## O problema
Como fica em inglês a frase "Éramos sócios em um jornal voltado para condomínios e naquele dia eu estava sem carro.", da seleção abaixo?

----- Seleção

Capital mato-grossense, que se modernizou nas últimas décadas, na terceira década do século XXI até agora não revogou a famosa “lei do 44”
Por João Negrão
Eu acabara de me reunir com um amigo numa das mais tradicionais rádios de Cuiabá, de propriedade de sua família, próxima à avenida Historiador Rubens de Mendonça, uma das principais da cidade. Éramos sócios em um jornal voltado para condomínios e naquele dia eu estava sem carro. Por isso pedi carona ao irmão do amigo. Queria almoçar em casa com a família. Fiquei em dúvida se seguiria para o jornal A Gazeta, poucas quadras dali, onde eu era editor de Geral.

----------
----- Dados disponíveis

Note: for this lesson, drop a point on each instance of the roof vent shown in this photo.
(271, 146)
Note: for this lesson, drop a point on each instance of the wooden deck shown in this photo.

----------

## Resultado
We were partners in a newspaper aimed at condominiums, and that day I didn't have a car.